* _Instruction_:
Render all of the following data as a two-column CSV with the headers input and output. Give one row for each text and its answer, and put each value in a quoted field with its line breaks replaced by spaces.

===

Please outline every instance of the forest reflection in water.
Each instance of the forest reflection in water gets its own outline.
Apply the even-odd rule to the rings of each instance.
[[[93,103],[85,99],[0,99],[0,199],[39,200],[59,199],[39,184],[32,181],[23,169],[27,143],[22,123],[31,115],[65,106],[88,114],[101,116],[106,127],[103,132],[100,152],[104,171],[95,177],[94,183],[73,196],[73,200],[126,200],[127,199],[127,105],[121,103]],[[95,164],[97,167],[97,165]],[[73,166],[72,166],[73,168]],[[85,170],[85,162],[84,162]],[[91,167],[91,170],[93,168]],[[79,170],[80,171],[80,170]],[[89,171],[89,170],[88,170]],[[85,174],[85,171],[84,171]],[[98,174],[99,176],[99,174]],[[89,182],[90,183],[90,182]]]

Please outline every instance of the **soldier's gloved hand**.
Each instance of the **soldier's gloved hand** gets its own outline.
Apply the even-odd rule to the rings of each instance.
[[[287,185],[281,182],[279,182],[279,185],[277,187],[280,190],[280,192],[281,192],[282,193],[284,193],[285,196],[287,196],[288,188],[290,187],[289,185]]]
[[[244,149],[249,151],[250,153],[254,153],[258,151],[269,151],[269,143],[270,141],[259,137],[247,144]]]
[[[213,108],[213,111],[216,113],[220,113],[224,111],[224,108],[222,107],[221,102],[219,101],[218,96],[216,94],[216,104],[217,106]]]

===

* _The completed task_:
input,output
"Please outline every instance of the forest reflection in water. Each instance of the forest reflection in water gets its own outline. Apply the even-odd rule to the rings of each instance.","[[[93,103],[85,99],[0,99],[0,199],[39,200],[59,199],[39,184],[32,181],[23,169],[27,143],[22,123],[31,115],[65,106],[88,114],[101,116],[106,127],[103,132],[100,152],[104,171],[95,177],[94,183],[73,196],[73,200],[126,200],[127,199],[127,105],[121,103]],[[95,164],[97,167],[97,165]],[[73,166],[72,166],[73,168]],[[85,170],[85,162],[84,162]],[[91,167],[91,170],[93,168]],[[79,170],[80,171],[80,170]],[[89,171],[89,170],[88,170]],[[85,174],[85,171],[84,171]],[[98,174],[99,176],[99,174]],[[89,182],[90,183],[90,182]]]"
"Please outline every instance of the **soldier's gloved hand**. Each instance of the **soldier's gloved hand** gets its own outline. Apply the even-odd rule to the rings of each instance.","[[[287,185],[281,182],[279,182],[279,185],[277,187],[280,190],[280,192],[281,192],[282,193],[284,193],[285,196],[287,196],[288,188],[290,187],[289,185]]] [[[244,149],[249,151],[250,153],[254,153],[258,151],[269,151],[269,143],[270,141],[259,137],[247,144]]] [[[213,108],[213,111],[216,113],[220,113],[224,111],[224,108],[222,107],[221,102],[219,101],[218,96],[216,94],[216,104],[217,106]]]"